◆ EXERCISE DESCRIPTION:
List every line in the entries below that contains the string "wall", copying each line in full. Matching is case-sensitive.

Items from a labeling collection:

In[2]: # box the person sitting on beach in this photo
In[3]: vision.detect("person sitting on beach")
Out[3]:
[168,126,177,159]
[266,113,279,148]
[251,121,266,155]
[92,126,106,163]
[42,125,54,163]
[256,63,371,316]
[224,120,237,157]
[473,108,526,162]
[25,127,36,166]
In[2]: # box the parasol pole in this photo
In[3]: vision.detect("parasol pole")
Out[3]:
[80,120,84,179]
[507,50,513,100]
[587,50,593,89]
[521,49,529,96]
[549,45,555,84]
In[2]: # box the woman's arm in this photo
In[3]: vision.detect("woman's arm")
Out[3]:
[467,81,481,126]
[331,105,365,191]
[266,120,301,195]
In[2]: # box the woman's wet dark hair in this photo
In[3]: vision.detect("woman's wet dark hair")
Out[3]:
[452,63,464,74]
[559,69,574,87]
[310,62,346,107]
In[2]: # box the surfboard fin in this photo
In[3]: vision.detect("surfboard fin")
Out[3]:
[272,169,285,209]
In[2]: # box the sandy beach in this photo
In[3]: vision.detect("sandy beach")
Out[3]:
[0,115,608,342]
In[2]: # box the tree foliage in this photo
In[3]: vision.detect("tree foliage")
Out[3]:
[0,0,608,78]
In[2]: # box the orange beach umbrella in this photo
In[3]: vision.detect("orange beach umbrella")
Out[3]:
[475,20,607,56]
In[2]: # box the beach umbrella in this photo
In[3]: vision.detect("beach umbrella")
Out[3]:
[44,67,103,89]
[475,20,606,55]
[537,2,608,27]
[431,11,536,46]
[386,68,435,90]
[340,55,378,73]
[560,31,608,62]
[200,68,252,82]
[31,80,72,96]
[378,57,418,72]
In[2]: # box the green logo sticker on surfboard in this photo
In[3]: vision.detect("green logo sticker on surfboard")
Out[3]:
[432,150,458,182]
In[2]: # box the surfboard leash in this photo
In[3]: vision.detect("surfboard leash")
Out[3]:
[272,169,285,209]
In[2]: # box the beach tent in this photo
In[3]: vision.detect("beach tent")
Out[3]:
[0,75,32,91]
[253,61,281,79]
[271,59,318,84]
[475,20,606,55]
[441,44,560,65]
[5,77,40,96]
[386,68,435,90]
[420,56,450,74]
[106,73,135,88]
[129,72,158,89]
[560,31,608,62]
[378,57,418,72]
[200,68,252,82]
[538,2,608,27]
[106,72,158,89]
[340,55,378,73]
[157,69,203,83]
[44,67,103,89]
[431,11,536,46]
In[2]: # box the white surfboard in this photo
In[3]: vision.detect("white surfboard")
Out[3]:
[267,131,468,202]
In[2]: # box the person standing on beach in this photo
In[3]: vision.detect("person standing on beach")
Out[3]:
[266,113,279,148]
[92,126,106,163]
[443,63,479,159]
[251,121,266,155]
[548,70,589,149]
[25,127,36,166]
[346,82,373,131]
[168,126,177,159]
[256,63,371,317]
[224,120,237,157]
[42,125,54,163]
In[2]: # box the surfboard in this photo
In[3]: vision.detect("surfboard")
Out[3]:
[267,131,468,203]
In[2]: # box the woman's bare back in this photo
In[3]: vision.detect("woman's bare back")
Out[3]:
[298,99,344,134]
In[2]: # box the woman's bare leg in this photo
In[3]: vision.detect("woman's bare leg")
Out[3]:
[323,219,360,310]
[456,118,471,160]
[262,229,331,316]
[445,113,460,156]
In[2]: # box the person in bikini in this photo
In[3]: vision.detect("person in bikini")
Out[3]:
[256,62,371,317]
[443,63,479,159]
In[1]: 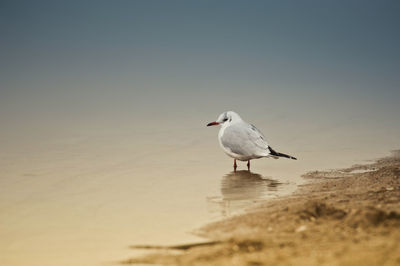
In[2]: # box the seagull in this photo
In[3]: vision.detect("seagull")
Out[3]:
[207,111,297,171]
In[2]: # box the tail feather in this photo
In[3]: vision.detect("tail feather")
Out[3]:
[268,147,297,160]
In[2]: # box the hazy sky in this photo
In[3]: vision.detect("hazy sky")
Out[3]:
[0,0,400,136]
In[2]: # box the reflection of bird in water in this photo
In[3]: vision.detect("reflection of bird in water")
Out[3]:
[209,170,282,216]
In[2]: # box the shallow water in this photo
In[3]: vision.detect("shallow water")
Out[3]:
[0,119,396,266]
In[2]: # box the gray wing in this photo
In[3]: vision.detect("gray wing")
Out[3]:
[221,123,269,156]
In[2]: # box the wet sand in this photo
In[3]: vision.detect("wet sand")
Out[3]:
[122,151,400,265]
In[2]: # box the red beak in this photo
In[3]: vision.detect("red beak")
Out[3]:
[207,122,219,127]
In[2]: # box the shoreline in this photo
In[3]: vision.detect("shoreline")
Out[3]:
[122,151,400,265]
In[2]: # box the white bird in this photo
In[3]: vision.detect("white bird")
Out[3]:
[207,111,297,171]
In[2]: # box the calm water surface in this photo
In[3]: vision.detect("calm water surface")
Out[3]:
[0,117,396,266]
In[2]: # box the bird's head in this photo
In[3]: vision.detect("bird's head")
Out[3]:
[207,111,242,127]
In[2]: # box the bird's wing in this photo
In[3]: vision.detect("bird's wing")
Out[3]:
[221,123,269,156]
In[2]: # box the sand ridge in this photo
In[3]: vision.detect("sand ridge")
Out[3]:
[123,151,400,265]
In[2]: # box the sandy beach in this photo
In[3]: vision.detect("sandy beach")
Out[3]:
[122,151,400,265]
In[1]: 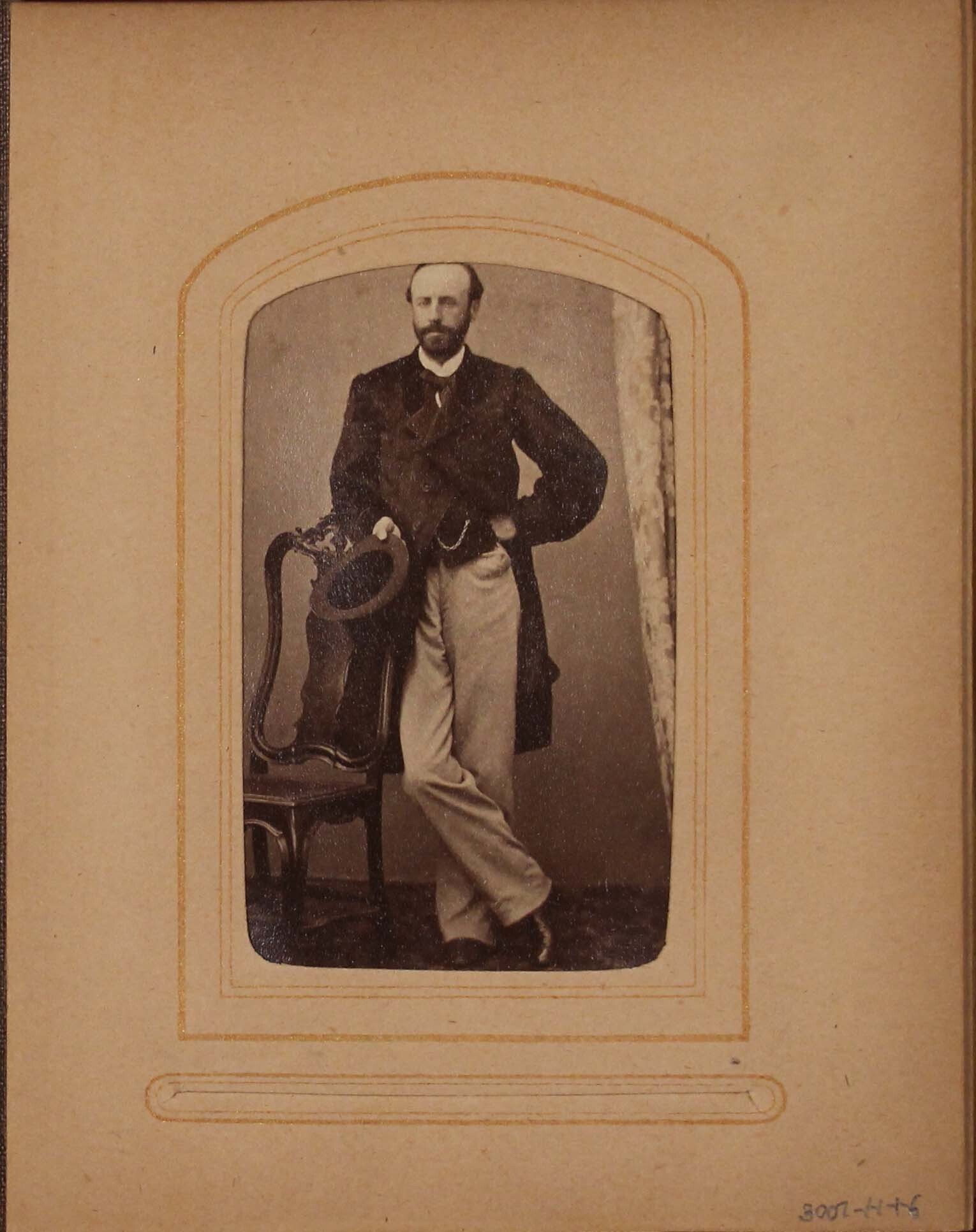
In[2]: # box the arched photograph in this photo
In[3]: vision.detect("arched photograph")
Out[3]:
[240,262,677,972]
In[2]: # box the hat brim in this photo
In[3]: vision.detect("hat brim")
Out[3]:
[312,534,410,621]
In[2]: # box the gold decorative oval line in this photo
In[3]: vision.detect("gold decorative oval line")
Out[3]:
[145,1073,787,1126]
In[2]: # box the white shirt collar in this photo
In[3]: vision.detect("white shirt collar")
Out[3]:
[417,346,467,377]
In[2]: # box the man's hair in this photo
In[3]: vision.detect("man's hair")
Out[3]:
[407,261,484,304]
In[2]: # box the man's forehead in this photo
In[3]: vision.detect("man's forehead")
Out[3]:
[410,263,471,296]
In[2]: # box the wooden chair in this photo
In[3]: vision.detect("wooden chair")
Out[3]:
[244,517,407,941]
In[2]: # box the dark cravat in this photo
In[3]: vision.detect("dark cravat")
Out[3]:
[414,367,454,441]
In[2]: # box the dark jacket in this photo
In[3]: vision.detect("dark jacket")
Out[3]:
[332,351,606,756]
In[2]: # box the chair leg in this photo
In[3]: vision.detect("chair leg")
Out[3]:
[249,825,271,886]
[281,808,306,939]
[364,786,387,912]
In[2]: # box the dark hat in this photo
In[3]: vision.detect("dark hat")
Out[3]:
[312,534,410,620]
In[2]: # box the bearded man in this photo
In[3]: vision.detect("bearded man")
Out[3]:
[332,263,606,969]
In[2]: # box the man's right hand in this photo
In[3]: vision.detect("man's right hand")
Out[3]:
[373,517,403,539]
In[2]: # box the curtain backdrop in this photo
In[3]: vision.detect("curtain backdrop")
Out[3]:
[612,295,677,821]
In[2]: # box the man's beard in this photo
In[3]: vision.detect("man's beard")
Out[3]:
[414,314,471,363]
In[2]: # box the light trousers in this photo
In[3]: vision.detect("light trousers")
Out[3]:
[401,545,552,944]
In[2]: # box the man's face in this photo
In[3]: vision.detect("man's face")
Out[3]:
[410,265,478,363]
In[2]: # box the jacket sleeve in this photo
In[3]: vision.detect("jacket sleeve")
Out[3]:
[329,376,388,538]
[513,369,606,545]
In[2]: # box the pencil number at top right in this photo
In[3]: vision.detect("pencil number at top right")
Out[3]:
[797,1194,922,1223]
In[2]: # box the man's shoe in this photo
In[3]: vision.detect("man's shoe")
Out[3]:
[505,907,556,967]
[443,936,494,971]
[533,909,556,967]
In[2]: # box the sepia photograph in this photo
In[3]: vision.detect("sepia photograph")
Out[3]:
[242,262,677,971]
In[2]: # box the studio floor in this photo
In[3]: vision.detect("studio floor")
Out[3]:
[248,879,668,971]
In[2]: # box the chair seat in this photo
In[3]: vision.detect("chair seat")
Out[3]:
[244,774,376,806]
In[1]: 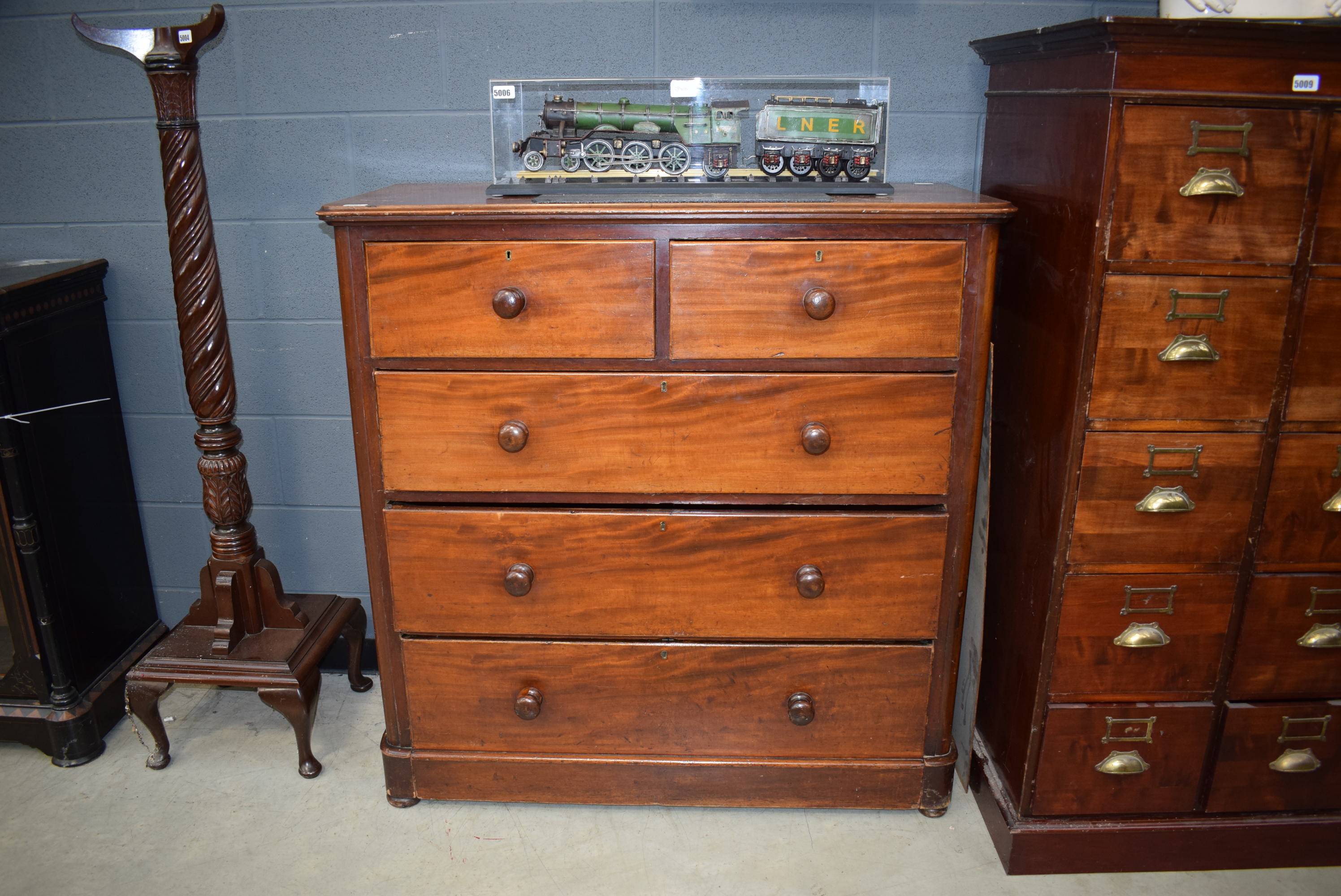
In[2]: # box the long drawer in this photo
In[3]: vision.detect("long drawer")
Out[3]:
[385,510,945,640]
[376,371,955,495]
[670,240,964,358]
[402,638,932,759]
[1069,432,1262,563]
[365,240,654,358]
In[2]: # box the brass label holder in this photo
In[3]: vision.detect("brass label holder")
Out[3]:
[1099,715,1159,743]
[1118,585,1174,616]
[1187,121,1253,158]
[1141,445,1204,479]
[1275,714,1332,743]
[1164,290,1230,323]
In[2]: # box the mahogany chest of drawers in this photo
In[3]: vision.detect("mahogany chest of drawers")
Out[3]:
[973,19,1341,873]
[320,185,1011,814]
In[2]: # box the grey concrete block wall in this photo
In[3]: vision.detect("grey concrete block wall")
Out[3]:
[0,0,1157,622]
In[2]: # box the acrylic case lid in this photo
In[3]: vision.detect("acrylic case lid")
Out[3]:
[489,77,889,192]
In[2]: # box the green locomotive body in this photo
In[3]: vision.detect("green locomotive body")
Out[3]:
[512,95,884,181]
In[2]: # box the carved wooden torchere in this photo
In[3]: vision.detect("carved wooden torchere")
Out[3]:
[71,4,373,778]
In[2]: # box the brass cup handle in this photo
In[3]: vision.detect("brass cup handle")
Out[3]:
[800,287,838,321]
[1322,490,1341,514]
[1177,168,1243,198]
[1156,333,1220,361]
[794,563,825,597]
[1136,486,1196,514]
[512,688,545,722]
[499,420,531,455]
[1113,622,1173,648]
[787,691,815,724]
[1094,750,1151,775]
[1295,622,1341,648]
[503,563,535,597]
[493,286,526,321]
[1266,747,1322,771]
[800,422,830,455]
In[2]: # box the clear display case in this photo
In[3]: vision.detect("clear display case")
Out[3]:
[489,78,889,194]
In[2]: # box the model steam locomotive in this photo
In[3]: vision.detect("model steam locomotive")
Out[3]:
[512,95,884,181]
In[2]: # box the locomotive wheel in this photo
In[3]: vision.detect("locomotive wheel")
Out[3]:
[815,155,842,180]
[657,143,689,176]
[848,158,870,181]
[623,141,652,174]
[759,155,787,177]
[582,139,614,172]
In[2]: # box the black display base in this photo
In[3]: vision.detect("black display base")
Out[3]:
[484,180,895,202]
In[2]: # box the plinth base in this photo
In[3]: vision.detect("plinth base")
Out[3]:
[126,594,373,778]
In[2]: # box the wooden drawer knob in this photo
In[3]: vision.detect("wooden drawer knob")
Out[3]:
[503,563,535,597]
[493,286,526,321]
[499,420,531,455]
[512,688,545,722]
[787,691,815,724]
[796,563,825,597]
[800,422,829,455]
[800,287,838,321]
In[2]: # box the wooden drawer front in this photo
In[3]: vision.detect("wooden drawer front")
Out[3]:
[386,510,945,640]
[376,371,955,495]
[1285,277,1341,422]
[1257,432,1341,566]
[404,638,930,759]
[670,240,964,358]
[365,240,654,358]
[1070,432,1262,563]
[1049,575,1238,702]
[1107,105,1317,264]
[1089,276,1290,424]
[1034,703,1212,815]
[1230,575,1341,700]
[1206,700,1341,811]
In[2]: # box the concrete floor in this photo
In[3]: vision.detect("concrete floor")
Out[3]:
[0,676,1341,896]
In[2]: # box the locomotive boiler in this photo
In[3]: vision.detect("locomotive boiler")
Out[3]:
[512,97,750,180]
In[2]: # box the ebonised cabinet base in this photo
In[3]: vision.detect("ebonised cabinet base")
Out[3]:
[968,743,1341,874]
[0,621,168,767]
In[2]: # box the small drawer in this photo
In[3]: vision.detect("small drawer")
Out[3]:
[1069,432,1262,563]
[365,240,654,358]
[402,638,932,759]
[1033,703,1214,815]
[1049,574,1238,702]
[1107,103,1318,264]
[670,240,964,359]
[1230,575,1341,700]
[1285,280,1341,422]
[385,508,945,640]
[1089,275,1290,426]
[1257,432,1341,567]
[374,371,955,495]
[1206,700,1341,811]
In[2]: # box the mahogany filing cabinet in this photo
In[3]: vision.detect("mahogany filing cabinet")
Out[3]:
[972,19,1341,873]
[320,184,1011,815]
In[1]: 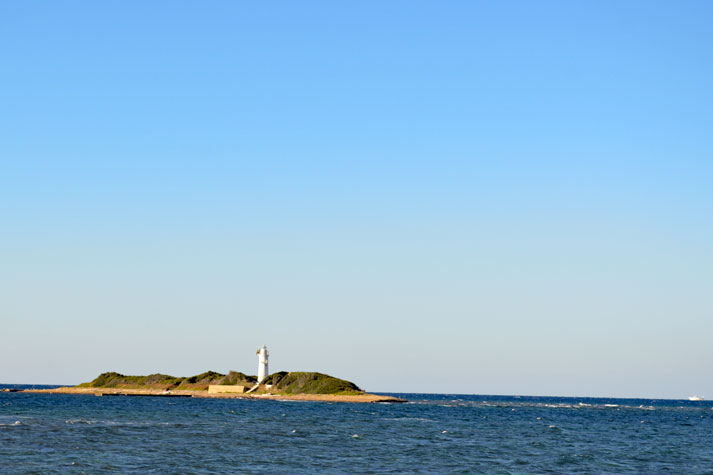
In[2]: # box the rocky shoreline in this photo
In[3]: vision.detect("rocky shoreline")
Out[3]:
[22,387,406,403]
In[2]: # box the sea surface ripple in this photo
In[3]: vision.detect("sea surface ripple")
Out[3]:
[0,392,713,474]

◆ WRITTEN SOLUTION:
In[2]: # box the grey concrete block wall in this photo
In[3]: vision.detect("grey concrete block wall")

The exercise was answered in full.